● EXERCISE 1: In the passage on business closures in Tajikistan, which province is home to about 29 percent of the country's economic entities?
● EXERCISE 2: Continue the passage on business closures in Tajikistan, starting after its final sentence.

● EXERCISE TEXT:
━━━━━━━━━━━━━━━━━━━━━━━━━━━━━━

More than 17,600 economic entities, including 652 legal entities (companies and enterprises) and about 17,0000 individual entrepreneurs, have been shut down in Tajikistan over the first nine months of this year, according to the Agency for Statistics under the President of Tajikistan. 

Those about 17,000 individual entrepreneurs reportedly included 824 individual entrepreneurs who worked on the basis of a certificate, more than 14,400 individual entrepreneurs who worked on the basis of a patent, and 1,700 dehqon (peasant) farms.  

As of October 1, 2020, there were 337,000 economic entities operating in Tajikistan, the Agency for Statistics says. 

The totaled reportedly included 35,600 legal entities and more than 301,000 individual entrepreneurs.   

About 29 percent of these economic entities operate in Khatlon province, more than 26 percent in Sughd province, more than 24 percent in Dushanbe, about 16 percent in districts subordinate to the center, and some 5 percent in Gorno Badakhshan Autonomous Region (GBAO).   .

Entrepreneurs and experts say the main obstacles in the way of development of business in the country are high tax rates, frequent inspections by fiscal bodies and corruption.

A report released by UNDP on September 30, in particular, notes that the coronavirus pandemic hit Tajikistan when its economy and livelihoods were already fragile following several economic disruptions in the past decade.

━━━━━━━━━━━━━━━━━━━━━━━━━━━━━━

● SUPPLIED INFORMATION:
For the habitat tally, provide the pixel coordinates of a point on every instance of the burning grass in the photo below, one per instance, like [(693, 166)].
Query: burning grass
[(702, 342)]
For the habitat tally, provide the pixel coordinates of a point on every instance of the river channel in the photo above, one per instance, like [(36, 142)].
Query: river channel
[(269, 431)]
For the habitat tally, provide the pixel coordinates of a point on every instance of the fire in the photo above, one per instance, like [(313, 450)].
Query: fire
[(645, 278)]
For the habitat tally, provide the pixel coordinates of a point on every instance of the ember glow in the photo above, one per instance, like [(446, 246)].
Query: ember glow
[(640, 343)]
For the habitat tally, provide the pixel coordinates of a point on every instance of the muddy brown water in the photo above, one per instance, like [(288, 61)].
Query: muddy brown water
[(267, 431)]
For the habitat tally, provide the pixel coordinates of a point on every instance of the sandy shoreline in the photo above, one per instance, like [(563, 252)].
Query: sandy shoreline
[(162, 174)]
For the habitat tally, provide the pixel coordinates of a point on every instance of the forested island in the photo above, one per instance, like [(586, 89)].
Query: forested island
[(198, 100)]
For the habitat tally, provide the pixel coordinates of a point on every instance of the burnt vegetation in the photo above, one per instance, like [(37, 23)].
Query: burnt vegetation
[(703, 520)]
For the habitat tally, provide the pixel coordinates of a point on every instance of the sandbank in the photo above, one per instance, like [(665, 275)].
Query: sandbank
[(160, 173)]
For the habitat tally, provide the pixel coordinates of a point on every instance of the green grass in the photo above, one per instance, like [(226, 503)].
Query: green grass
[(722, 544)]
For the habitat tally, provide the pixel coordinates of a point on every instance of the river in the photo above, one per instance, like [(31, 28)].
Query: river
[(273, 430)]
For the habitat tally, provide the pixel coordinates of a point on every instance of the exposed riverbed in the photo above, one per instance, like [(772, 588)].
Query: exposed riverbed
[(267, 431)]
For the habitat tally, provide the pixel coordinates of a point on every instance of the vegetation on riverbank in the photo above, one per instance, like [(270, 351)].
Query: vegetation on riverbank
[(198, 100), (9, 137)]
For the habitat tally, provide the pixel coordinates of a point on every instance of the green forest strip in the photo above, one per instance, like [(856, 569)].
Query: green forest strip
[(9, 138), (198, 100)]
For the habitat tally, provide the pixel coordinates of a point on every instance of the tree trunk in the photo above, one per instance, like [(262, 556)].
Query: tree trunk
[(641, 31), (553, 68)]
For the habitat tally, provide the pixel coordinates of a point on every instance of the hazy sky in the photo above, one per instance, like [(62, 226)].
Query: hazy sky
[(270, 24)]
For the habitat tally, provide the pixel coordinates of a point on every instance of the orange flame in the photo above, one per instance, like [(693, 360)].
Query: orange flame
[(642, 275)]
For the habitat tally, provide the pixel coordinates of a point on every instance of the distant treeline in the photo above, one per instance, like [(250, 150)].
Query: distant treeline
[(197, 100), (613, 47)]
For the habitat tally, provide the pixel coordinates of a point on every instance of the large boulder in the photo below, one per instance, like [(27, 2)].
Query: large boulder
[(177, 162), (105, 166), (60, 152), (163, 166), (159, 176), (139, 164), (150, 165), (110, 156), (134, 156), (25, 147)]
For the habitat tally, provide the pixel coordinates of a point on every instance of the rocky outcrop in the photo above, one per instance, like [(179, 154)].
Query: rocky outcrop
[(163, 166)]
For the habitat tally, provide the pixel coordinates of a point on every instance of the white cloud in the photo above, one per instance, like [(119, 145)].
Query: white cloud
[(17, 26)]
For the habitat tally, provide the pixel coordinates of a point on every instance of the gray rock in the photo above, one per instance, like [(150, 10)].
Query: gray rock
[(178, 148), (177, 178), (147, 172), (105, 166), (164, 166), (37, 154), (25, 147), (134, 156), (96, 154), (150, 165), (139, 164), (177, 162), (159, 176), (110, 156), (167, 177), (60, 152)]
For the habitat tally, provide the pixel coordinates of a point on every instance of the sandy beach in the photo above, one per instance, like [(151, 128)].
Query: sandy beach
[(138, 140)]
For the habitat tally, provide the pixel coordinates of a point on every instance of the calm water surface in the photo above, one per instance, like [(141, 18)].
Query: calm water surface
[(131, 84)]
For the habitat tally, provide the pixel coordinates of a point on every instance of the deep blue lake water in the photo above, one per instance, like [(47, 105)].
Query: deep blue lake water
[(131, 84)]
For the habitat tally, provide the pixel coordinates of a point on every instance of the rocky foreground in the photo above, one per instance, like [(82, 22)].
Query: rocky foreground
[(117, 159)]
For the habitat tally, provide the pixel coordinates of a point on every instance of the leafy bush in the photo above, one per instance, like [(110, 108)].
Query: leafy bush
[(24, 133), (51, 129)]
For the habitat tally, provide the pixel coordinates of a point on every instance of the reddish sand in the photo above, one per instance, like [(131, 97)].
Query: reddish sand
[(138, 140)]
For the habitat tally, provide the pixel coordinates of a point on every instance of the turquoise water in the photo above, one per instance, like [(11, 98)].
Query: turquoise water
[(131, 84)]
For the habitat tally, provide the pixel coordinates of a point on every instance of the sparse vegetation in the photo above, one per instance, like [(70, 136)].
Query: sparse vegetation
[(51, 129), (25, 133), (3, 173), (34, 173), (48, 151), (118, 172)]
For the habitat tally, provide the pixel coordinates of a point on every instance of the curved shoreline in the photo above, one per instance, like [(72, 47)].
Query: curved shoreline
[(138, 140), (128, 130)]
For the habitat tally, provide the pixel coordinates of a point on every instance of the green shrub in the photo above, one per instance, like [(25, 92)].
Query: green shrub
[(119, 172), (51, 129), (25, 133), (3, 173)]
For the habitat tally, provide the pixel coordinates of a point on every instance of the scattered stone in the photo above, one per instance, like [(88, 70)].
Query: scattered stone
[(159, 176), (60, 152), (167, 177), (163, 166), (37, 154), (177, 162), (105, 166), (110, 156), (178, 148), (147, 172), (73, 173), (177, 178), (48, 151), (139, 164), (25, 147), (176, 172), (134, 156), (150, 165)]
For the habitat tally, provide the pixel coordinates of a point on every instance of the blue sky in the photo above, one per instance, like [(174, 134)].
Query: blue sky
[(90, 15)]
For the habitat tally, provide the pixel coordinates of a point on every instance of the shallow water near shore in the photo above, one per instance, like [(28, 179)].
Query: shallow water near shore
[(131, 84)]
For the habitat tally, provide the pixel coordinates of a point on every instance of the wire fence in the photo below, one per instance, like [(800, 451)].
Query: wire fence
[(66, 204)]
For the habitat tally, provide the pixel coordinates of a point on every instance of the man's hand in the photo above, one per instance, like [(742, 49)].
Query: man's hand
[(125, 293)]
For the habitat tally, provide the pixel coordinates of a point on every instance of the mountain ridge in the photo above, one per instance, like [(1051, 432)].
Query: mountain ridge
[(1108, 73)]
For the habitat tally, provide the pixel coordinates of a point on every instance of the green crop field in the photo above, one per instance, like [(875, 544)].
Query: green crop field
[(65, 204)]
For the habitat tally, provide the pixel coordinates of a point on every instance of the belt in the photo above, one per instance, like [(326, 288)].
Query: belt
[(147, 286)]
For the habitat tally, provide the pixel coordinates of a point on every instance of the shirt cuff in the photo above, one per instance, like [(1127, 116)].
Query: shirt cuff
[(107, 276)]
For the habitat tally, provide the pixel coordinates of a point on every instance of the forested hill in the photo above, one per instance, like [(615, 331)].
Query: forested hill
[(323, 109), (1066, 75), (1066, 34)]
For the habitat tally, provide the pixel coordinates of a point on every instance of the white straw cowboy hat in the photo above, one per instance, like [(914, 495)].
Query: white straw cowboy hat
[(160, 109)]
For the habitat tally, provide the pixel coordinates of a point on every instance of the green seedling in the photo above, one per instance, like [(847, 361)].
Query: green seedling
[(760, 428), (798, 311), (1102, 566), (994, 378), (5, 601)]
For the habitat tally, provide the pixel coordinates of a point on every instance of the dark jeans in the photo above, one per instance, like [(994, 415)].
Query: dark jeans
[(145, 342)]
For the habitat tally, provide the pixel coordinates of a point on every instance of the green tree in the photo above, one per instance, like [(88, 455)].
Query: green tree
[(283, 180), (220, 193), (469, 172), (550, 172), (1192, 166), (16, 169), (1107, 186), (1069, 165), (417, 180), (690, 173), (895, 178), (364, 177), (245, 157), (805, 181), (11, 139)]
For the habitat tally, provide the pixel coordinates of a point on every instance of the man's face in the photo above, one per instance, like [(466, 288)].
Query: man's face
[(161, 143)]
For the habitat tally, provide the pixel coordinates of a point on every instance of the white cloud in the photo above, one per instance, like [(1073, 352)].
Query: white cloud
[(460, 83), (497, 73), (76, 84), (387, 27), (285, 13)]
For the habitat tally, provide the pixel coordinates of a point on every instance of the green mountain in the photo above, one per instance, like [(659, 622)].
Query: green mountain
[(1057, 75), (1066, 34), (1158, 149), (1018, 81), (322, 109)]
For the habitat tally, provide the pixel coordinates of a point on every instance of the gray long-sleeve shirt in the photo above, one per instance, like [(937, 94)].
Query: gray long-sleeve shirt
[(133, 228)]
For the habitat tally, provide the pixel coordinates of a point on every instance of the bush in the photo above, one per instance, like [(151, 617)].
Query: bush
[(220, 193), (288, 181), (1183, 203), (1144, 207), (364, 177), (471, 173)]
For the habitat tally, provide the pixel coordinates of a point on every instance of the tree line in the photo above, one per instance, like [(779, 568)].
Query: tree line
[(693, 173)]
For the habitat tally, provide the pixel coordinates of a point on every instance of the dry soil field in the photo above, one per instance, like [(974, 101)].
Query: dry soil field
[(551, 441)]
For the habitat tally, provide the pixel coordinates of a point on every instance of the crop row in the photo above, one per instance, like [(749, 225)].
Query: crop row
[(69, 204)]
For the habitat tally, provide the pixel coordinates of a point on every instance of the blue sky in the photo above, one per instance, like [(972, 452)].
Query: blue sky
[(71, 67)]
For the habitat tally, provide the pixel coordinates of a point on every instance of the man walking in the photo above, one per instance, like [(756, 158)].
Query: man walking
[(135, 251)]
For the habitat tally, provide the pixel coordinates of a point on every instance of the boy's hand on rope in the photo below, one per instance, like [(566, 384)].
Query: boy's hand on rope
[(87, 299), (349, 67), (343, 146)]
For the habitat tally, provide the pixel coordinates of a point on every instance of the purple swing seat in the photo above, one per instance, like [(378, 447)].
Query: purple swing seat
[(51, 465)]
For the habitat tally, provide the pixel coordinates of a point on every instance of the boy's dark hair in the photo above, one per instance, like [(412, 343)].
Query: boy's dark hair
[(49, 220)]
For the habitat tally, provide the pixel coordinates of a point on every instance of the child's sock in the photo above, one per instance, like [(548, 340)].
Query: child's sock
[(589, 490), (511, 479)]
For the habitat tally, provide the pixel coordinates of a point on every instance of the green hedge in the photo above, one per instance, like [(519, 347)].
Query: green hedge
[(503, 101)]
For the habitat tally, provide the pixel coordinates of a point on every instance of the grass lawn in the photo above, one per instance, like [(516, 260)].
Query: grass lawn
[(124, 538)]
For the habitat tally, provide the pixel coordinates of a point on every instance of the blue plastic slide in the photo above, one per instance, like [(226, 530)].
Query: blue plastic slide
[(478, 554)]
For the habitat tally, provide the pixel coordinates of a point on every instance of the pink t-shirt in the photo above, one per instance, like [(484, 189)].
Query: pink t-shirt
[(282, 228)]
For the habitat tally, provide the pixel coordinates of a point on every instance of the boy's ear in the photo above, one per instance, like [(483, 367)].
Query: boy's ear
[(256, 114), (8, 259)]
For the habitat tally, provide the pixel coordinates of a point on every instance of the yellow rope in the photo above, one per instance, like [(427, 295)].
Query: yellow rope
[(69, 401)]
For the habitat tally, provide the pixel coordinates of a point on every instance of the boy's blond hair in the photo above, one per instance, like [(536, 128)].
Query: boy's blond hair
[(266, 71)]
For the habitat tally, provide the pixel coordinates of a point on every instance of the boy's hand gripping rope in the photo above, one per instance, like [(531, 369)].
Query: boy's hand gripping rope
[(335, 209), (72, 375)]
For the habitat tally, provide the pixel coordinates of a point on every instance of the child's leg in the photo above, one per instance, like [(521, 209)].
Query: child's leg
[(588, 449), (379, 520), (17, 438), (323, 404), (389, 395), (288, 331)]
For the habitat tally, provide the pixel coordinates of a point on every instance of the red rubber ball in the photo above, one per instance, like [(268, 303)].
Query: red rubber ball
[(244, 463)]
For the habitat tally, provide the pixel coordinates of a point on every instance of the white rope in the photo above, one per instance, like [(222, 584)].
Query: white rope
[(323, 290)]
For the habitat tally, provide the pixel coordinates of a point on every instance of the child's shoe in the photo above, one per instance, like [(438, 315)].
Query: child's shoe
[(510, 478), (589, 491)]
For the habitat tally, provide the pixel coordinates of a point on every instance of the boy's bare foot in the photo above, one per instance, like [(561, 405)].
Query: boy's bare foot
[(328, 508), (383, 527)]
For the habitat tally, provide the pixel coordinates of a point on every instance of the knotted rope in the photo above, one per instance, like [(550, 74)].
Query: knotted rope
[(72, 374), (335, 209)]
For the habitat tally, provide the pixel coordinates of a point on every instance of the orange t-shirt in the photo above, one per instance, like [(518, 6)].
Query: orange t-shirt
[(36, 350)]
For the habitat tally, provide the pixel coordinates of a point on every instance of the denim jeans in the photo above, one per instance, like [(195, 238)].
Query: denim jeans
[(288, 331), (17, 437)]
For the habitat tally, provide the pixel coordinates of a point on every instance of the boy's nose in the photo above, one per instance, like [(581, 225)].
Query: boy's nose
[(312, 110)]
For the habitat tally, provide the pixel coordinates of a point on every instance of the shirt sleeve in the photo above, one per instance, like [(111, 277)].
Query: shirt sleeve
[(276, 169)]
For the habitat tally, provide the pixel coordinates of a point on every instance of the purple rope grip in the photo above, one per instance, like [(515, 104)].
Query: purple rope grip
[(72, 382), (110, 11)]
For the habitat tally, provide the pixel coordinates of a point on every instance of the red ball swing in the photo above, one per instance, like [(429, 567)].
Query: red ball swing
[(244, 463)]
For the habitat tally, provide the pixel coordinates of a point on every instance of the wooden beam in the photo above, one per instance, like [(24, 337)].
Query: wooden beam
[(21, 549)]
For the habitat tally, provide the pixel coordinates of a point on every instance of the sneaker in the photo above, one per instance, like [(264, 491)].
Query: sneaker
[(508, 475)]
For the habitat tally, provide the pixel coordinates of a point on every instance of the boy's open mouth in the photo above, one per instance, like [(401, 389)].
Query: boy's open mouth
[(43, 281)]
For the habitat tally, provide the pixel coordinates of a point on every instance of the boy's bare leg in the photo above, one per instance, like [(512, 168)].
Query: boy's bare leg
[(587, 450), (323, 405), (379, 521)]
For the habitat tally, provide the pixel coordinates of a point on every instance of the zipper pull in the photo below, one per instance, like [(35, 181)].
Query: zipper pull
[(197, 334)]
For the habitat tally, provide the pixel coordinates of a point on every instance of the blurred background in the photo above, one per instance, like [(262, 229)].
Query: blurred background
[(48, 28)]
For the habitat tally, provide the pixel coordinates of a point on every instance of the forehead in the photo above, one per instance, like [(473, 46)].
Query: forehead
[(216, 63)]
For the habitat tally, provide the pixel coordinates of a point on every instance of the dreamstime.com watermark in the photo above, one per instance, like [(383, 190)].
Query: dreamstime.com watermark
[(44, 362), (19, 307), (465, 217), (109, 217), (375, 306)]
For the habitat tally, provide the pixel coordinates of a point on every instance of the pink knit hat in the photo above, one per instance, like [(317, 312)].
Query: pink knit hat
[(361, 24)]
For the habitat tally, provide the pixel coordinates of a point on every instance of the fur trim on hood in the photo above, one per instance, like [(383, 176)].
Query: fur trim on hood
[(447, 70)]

━━━━━━━━━━━━━━━━━━━━━━━━━━━━━━

● RESPONSE AREA 1: Khatlon province

● RESPONSE AREA 2:
Impact of COVID-19 on Lives, Livelihoods and Micro, Small and Medium-Sized Enterprises (MSMEs) in Tajikistan says the economic implications of the COVID-19 outbreak became apparent soon after the first cases were officially declared, and businesses and vulnerable population groups have been on the front lines ever since.  The impact of the pandemic on lives and the health system has reportedly been unprecedented in Tajikistan’s post-civil war history.  

The report says 63.1% of MSMEs were negatively affected by the coronavirus pandemic, with variations by economic sectors and size of businesses.  MSMEs in rural areas are reportedly more disadvantaged compared to MSMEs in urban areas in terms of ease of access to business advisory services and markets.  83.1% of MSMEs that are engaged in small-scale, cross-border trade had their sales declined due to border closures and travel restrictions.  Almost 25% of affected MSMEs had to temporarily shut down.  85.2% of affected MSMEs experienced a decrease in sales as a result of the COVID-19 outbreak.  33% of all MSMEs stated that they would like the government to enforce nationwide deferral of tax payments for all types of private businesses.